- [Records provided]:
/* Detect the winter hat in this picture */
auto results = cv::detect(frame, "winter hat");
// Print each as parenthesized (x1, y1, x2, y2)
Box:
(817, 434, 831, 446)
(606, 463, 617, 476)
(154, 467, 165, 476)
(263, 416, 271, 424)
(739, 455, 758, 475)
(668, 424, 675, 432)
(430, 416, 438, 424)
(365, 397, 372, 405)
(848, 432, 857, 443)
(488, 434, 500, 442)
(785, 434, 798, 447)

* * *

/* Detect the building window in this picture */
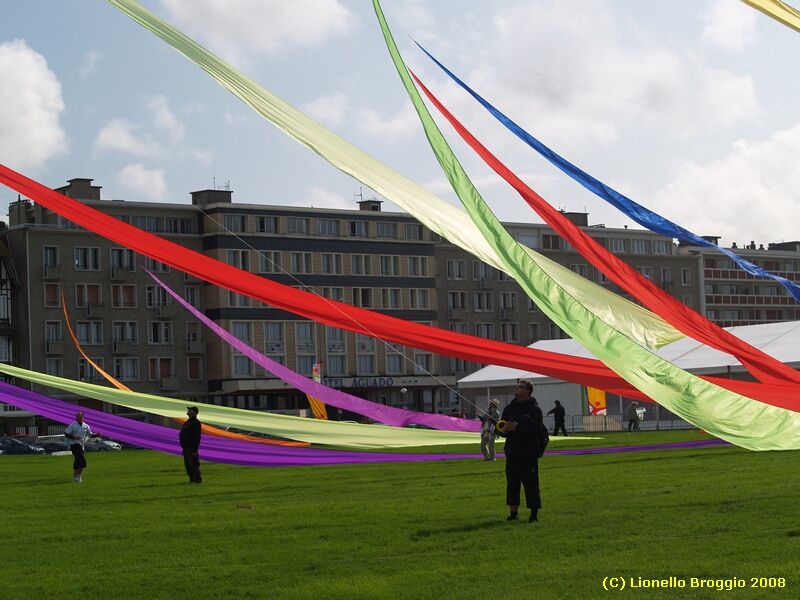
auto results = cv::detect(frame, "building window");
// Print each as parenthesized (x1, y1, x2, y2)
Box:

- [Directions for this task]:
Go through the listing above and return every line where the word "picture" occurs.

- [Final answer]:
/* Detect the winter hat in this picture */
/* Detect the building window in this picture */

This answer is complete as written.